• [Texto base]
========================
Giuliano Amaral, Priscilla Fraga e Victor Bolonha, fundadores da Mileto: missão de transformar o ensino médio a porta de entrada para o mercado de trabalho no Brasil (Divulgação/Divulgação)
Editor de Negócios e Carreira
Publicado em 22 de abril de 2025 às 06h01.
Falta experiência prática. Falta orientação. Falta acesso. O desemprego entre jovens brasileiros é crônico e, em boa parte, tem raízes na desconexão entre escola e mercado de trabalho. Enquanto o ensino médio tradicional se dedica a preparar o estudante para o vestibular, o jovem entra no mercado aos 19 ou 20 anos sem prática e sem repertório profissional.
========================
• [Dados brutos]
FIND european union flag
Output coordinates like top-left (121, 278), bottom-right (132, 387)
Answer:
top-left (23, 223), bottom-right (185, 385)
========================
• [Tarefas propostas]
1/ Responda às perguntas sobre o texto a respeito da Mileto:
(a) Quem são os fundadores da Mileto citados?
(b) Em que data e horário o texto foi publicado?
(c) Com que idade, segundo o texto, o jovem entra no mercado de trabalho?
2/ Escreva a continuação do texto sobre a Mileto, começando logo após a última frase apresentada.

• [Respostas abaixo]
1/
(a) Giuliano Amaral, Priscilla Fraga e Victor Bolonha.
(b) Em 22 de abril de 2025, às 06h01.
(c) Aos 19 ou 20 anos.

2/
A Mileto nasceu para atacar esse problema. A startup foi criada por Giuliano Amaral, Priscilla Fraga e Victor Bolonha com a proposta de conectar estudantes de ensino médio técnico a empresas interessadas em formar talentos desde cedo. A plataforma, voltada para vagas de estágio, acaba de captar 1,2 milhão de reais com investidores-anjo para estruturar sua operação e ganhar escala.A empresa opera em modelo B2B — sigla para "business to business", ou seja, vende seus serviços diretamente para outras empresas — e cobra uma taxa para conectar jovens a oportunidades de estágio. A Mileto atua como ponte entre três pontos: escolas técnicas, estudantes e o setor privado.
“O ensino médio deveria ser a ponte para o mercado de trabalho. Mas o jovem brasileiro só entra nesse mundo tarde, despreparado e cheio de preconceitos sobre empresas e trabalho formal”, afirma Giuliano Amaral, CEO da startup. “Muitos chegam ao primeiro emprego com uma visão negativa do ambiente corporativo antes mesmo de conhecer como ele funciona.”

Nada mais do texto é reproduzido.